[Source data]

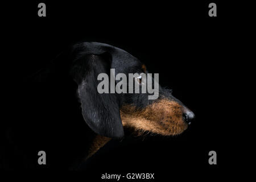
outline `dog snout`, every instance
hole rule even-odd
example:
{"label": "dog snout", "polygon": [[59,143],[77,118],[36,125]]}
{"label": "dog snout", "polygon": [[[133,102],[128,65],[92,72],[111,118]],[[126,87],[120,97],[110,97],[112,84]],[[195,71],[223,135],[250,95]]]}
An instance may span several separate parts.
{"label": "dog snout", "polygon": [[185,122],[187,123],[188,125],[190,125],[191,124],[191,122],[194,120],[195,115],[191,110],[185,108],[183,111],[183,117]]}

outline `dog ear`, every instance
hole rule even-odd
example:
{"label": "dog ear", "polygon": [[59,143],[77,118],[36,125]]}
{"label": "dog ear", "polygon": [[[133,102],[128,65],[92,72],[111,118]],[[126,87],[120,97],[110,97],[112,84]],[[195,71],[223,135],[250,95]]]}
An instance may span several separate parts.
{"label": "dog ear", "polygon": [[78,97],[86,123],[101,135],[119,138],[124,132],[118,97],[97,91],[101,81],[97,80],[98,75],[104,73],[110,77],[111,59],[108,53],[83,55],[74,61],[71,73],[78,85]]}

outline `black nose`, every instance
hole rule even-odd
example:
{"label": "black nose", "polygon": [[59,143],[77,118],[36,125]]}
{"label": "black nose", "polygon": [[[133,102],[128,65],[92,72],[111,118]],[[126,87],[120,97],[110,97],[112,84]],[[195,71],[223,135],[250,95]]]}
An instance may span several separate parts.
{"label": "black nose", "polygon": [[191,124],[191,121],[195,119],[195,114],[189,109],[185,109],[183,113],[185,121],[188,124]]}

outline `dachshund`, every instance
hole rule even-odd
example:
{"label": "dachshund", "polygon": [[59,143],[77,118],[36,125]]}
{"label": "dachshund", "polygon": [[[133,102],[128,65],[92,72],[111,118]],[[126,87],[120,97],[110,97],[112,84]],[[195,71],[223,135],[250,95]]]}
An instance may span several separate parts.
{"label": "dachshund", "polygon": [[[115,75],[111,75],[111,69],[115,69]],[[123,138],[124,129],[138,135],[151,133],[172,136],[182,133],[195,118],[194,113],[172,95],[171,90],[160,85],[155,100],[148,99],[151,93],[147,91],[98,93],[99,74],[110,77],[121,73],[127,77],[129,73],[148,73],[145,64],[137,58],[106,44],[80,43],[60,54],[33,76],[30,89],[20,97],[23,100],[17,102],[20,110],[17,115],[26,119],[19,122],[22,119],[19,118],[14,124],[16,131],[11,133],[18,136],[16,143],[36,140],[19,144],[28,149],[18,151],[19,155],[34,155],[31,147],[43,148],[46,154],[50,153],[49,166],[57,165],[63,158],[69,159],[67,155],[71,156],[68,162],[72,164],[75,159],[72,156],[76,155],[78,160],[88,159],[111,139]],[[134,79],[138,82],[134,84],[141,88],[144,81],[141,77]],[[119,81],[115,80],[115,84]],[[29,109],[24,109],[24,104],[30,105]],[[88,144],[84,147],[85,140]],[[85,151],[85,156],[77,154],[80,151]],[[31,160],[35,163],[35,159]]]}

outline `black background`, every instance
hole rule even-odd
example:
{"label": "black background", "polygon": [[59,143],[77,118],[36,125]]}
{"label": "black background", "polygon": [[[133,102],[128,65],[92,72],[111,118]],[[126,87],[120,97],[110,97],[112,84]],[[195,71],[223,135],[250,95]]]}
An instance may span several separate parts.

* * *

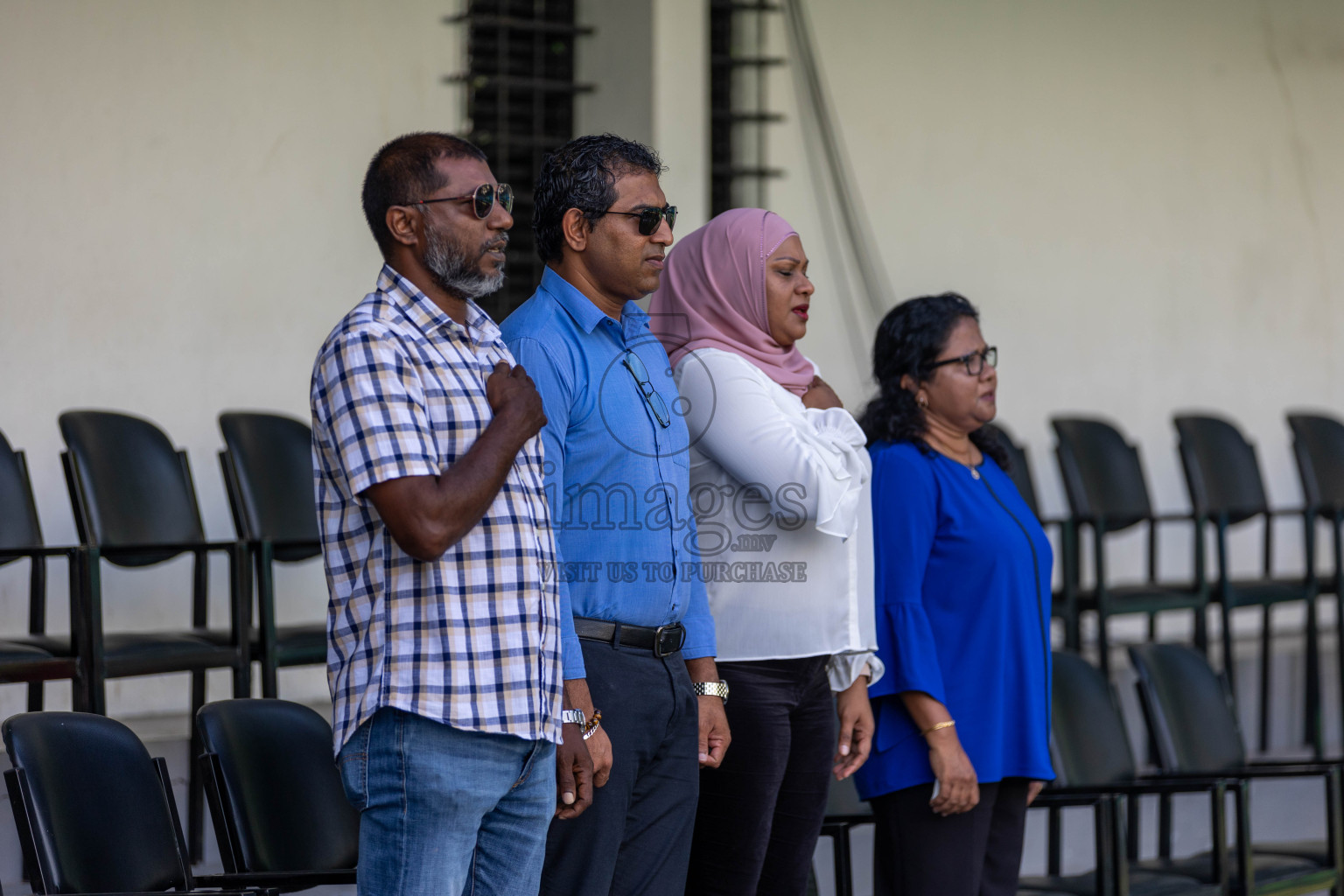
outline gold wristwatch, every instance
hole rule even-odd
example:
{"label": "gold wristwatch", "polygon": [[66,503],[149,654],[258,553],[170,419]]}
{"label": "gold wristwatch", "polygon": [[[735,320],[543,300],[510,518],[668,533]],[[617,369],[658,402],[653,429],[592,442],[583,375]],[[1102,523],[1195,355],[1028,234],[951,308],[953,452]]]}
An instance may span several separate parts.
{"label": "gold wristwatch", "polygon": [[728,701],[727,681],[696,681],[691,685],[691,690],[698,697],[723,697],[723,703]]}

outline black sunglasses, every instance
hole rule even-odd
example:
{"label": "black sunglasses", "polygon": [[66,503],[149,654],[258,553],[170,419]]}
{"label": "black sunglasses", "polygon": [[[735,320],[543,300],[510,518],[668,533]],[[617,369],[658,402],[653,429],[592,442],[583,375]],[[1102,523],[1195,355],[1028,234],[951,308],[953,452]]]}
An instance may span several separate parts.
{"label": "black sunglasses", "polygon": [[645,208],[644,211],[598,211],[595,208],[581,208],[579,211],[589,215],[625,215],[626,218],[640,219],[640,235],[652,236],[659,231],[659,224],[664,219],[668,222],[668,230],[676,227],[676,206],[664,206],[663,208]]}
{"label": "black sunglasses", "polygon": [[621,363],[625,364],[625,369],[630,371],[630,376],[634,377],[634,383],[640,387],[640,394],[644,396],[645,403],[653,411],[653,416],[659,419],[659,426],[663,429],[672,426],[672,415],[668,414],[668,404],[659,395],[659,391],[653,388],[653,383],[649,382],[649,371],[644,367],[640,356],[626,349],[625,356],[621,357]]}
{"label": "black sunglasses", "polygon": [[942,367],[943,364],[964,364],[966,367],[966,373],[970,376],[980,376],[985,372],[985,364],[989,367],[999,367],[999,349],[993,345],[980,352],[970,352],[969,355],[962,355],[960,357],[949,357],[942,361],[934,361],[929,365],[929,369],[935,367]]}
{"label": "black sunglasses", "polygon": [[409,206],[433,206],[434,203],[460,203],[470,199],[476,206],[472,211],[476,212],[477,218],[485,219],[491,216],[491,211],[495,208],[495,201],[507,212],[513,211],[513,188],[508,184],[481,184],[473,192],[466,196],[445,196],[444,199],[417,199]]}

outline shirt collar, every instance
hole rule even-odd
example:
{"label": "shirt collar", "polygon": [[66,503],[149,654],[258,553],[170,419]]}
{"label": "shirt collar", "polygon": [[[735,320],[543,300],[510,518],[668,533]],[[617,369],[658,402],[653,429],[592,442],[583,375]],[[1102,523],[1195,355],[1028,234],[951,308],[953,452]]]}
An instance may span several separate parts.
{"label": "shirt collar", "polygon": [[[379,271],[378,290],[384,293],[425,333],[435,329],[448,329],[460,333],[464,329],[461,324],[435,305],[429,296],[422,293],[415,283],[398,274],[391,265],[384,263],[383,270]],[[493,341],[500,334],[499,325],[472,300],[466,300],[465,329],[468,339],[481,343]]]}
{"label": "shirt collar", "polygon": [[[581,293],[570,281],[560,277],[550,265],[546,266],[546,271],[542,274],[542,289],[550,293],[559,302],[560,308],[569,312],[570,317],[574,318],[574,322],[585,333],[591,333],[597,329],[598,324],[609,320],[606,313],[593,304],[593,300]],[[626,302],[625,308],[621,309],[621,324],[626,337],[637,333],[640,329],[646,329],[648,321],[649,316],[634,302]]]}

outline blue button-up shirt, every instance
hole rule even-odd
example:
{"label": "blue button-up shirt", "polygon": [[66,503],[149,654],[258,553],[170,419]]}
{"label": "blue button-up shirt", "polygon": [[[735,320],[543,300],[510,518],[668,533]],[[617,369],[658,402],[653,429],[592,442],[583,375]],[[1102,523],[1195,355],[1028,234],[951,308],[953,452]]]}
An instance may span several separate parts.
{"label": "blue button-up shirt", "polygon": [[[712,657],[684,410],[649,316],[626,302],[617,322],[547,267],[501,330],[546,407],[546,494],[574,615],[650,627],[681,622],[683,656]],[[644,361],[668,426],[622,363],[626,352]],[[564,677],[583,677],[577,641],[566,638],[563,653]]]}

• **WHAT TO PRODUCE**
From the data above, copy every line that contains the string "wristwatch". Matching is case-sensitive.

• **RESULT OF THIS TASK**
outline gold wristwatch, every instance
{"label": "gold wristwatch", "polygon": [[66,503],[149,654],[258,553],[170,419]]}
{"label": "gold wristwatch", "polygon": [[[735,320],[543,300],[510,518],[668,533]],[[617,369],[658,402],[653,429],[592,442],[583,375]],[[1102,523],[1195,355],[1028,234],[951,308],[953,452]]]}
{"label": "gold wristwatch", "polygon": [[728,701],[727,681],[696,681],[691,685],[691,690],[698,697],[723,697],[723,703]]}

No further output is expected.